Object position labeling entries:
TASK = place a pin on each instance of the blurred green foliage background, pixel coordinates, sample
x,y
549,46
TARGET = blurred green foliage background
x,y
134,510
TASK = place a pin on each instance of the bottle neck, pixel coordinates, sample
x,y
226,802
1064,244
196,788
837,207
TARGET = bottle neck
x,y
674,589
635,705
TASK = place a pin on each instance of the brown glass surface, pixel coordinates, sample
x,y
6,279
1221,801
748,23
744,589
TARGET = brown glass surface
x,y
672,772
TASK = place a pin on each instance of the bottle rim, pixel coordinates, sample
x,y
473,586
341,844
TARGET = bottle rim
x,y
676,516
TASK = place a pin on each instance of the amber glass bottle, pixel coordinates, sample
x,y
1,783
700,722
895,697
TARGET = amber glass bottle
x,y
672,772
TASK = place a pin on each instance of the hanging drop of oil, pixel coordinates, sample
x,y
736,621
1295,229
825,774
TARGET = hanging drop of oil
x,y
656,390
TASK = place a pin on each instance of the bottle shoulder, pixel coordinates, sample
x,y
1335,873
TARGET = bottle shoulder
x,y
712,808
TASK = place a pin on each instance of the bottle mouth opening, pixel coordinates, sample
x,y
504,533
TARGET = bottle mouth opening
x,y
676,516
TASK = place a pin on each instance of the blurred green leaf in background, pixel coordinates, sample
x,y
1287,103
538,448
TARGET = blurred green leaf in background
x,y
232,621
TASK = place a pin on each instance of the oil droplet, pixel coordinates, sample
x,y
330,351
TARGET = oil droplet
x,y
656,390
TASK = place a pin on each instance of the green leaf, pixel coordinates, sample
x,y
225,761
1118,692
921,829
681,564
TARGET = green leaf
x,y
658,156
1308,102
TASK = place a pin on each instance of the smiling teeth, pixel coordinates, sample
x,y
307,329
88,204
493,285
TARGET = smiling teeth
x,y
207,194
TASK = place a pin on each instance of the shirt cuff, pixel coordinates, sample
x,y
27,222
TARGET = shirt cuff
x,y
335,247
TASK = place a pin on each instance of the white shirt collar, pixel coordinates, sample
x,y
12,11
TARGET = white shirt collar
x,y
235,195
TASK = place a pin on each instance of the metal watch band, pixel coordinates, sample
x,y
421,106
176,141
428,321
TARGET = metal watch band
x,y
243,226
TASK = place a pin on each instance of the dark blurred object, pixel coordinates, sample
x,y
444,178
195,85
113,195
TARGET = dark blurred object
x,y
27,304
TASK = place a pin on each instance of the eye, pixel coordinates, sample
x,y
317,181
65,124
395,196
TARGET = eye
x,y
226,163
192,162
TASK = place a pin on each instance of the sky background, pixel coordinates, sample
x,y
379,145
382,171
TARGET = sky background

• [Task requirements] Revise the items above so that every occurrence of "place a pin on" becomes "put a marker on", leaving all other text unchanged.

• [Reply]
TASK = put a marker on each instance of the blurred green foliage background, pixel coordinates, sample
x,y
549,46
TARGET = blurred green foliage background
x,y
134,510
TASK = put a marker on each instance of the bottle neck, pixel coordinates, sample
x,y
226,802
1064,244
196,788
837,207
TARGET = bottle neck
x,y
674,589
635,705
TASK = put a marker on each instance of the brown glass surface, pixel coordinates, sample
x,y
6,279
1221,801
748,23
744,589
TARGET = brown glass surface
x,y
672,772
TASK = put a marker on each instance of the bottle rim, pixel coordinates, sample
x,y
473,586
341,844
TARGET = bottle rim
x,y
676,516
TASK = put a marker on each instance of the amber glass bottle, pixel coordinates, sample
x,y
1,783
700,722
895,697
TARGET = amber glass bottle
x,y
672,772
TASK = put a marker on each instance of the hanging drop of oil, pixel coordinates, sample
x,y
736,621
1295,229
825,774
TARGET = hanging drop of oil
x,y
656,390
TASK = put a marker on each instance of the bottle shoulder, pixel coordinates, sample
x,y
1335,873
TARGET = bottle shoulder
x,y
712,808
TASK = put a marker on each instance of the bottle mouth opening, pixel coordinates, sample
x,y
504,533
TARGET = bottle mouth opening
x,y
676,516
TASK = put a marker on each instance of the blurred green leaf in background, pixel coordinates, sample
x,y
1287,103
538,448
TARGET = blurred green leaf in background
x,y
232,621
TASK = put a marker on each instance of the oil droplet, pixel coordinates, sample
x,y
330,351
TARGET = oil droplet
x,y
656,390
TASK = put a marker on each instance of the green leaf, pixel coordinates, sample
x,y
225,761
1118,692
921,829
681,564
TARGET = green leaf
x,y
658,156
1308,102
TASK = put a marker on each instance of the smiling teeth, pixel coordinates, sample
x,y
307,329
88,204
493,285
TARGET = smiling teeth
x,y
207,194
TASK = put a marker on each instance of the shirt cuff, pixel coordinates, sample
x,y
27,222
TARGET = shirt cuff
x,y
335,247
TASK = put a marker on each instance of the white shirt collar, pixel coordinates, sample
x,y
12,11
TARGET = white shirt collar
x,y
235,195
TASK = put a marker on each instance of the metal watch band, pixel coordinates, sample
x,y
421,106
176,141
428,321
TARGET = metal watch band
x,y
243,226
TASK = put a marker on each instance of the dark blurred object, pixel coordinates, sample
x,y
444,178
195,85
113,195
TARGET = dark blurred object
x,y
27,304
TASK = put a marker on each instance of the eye, pixel coordinates, sample
x,y
317,181
65,124
395,196
TARGET = eye
x,y
226,163
192,162
TASK = put a marker on each instance of the sky background, pixel coordinates, sample
x,y
379,145
382,171
TARGET = sky background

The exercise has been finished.